▶ Records shown
>>>

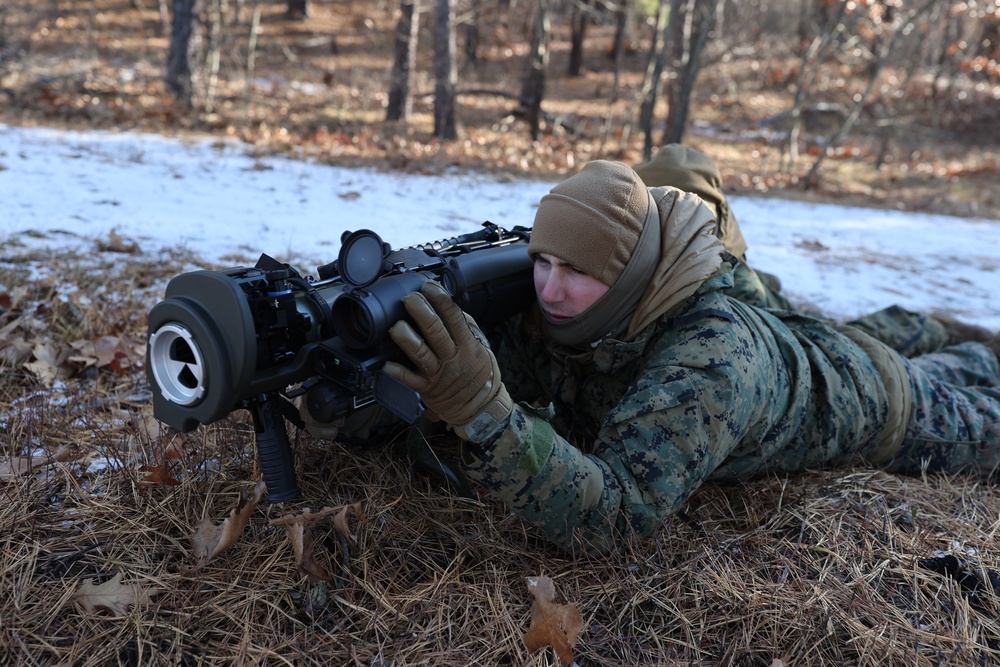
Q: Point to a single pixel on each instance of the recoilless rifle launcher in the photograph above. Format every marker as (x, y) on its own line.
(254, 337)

<<<
>>>

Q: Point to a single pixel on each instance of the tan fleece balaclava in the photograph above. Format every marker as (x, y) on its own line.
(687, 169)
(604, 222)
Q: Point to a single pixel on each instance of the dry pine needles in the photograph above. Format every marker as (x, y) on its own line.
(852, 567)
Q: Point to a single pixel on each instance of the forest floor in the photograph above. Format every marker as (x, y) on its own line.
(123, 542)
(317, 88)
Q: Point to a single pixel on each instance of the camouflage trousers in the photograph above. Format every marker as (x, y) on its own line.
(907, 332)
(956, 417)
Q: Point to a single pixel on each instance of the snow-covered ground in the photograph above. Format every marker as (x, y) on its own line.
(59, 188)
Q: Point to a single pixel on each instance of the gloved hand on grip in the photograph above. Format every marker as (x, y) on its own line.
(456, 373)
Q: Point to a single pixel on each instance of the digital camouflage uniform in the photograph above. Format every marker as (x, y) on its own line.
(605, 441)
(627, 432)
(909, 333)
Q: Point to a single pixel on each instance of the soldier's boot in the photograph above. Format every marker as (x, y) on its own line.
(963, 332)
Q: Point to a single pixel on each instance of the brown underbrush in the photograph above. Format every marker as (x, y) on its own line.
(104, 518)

<<<
>>>

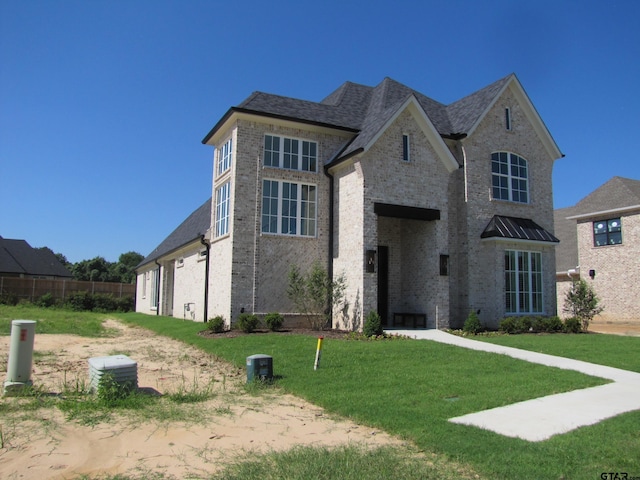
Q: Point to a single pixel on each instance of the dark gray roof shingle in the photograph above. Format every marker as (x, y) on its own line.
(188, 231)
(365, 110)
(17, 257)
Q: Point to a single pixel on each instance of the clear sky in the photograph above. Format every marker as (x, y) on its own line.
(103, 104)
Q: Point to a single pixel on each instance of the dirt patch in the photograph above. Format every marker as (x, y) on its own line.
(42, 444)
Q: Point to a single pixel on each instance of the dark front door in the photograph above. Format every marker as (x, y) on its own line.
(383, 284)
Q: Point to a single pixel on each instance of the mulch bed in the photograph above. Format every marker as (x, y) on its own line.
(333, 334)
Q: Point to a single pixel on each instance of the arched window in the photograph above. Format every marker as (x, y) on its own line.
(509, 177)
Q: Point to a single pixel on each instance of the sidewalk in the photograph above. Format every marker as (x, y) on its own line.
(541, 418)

<<<

▶ What you need to do
Please return each line of the listing above that contains the string "camouflage".

▶ Finished answer
Q: Point to a single pixel on each instance of the camouflage trousers in the photograph above. Format every marker as (x, y) on its own line.
Q: Point to a single pixel on each instance of the digital camouflage uniform in the photograph above. Format every marker as (x, y) on its own line.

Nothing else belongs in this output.